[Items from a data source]
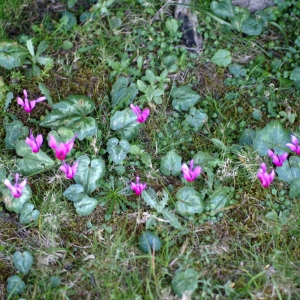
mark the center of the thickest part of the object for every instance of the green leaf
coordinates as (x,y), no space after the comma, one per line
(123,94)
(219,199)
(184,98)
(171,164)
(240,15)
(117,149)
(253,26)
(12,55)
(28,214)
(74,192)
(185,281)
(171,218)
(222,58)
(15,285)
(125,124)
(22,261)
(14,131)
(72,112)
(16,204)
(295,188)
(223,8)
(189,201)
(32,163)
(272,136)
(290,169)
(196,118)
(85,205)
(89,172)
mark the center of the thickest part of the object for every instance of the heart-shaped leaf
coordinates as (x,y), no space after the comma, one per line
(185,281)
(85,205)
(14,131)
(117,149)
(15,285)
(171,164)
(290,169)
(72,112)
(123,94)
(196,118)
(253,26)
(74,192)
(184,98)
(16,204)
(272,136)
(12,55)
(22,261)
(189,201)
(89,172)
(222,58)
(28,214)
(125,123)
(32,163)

* * *

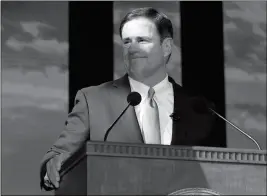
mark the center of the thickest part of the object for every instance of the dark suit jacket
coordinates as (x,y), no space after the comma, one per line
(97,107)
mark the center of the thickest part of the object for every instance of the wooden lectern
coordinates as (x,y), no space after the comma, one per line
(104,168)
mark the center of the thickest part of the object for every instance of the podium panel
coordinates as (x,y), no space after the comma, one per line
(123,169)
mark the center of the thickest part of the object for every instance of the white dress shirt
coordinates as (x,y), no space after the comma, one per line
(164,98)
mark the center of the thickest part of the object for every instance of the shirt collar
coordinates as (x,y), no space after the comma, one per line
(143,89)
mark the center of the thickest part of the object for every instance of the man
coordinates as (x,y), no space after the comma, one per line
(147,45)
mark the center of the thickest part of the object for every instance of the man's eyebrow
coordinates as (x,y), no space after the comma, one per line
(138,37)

** INSTRUCTIONS FOR THE TASK **
Show each line of the data above that contains the word "leaf". Case matters.

** PROBLEM SOLUTION **
mark the center of the thickest part of the object for every instance of the green leaf
mark the center of the thickest part of the object for every instance of the heart-shaped leaf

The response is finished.